> Material provided
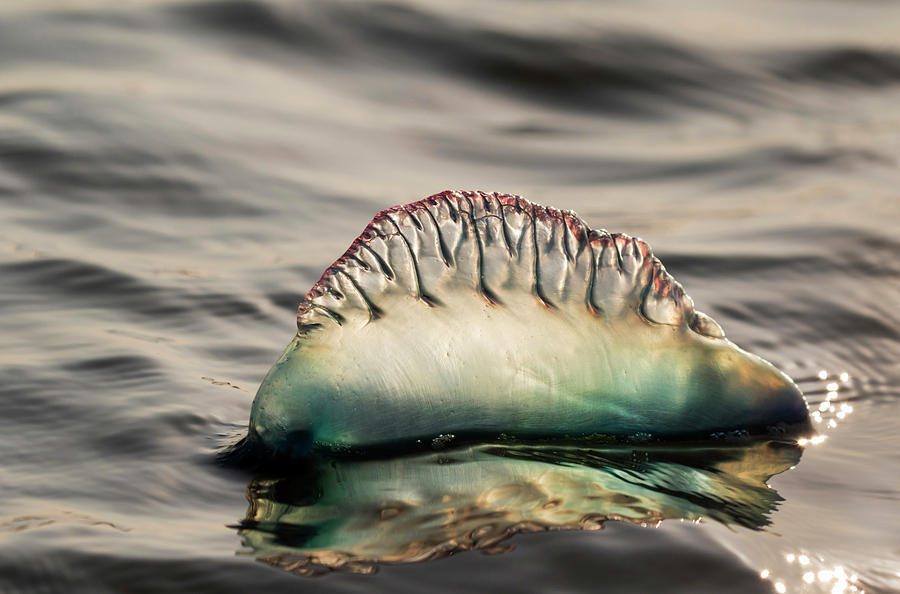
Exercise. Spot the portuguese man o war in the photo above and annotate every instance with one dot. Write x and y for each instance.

==

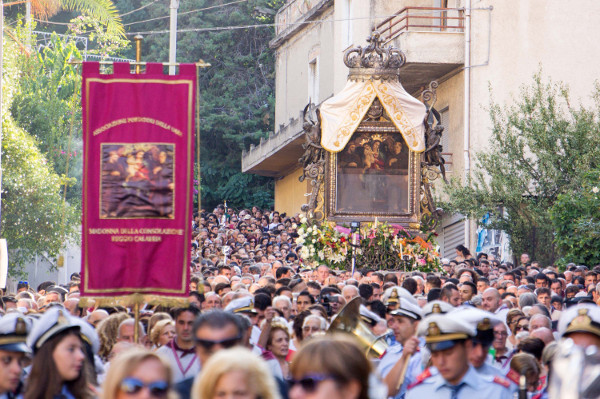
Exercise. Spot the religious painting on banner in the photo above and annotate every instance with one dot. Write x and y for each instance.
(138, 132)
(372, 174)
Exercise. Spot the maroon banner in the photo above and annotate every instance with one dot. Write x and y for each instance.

> Given instruction
State how many lines of the entries above contain the string "instance", with case counting, and reply with the number only.

> Answer
3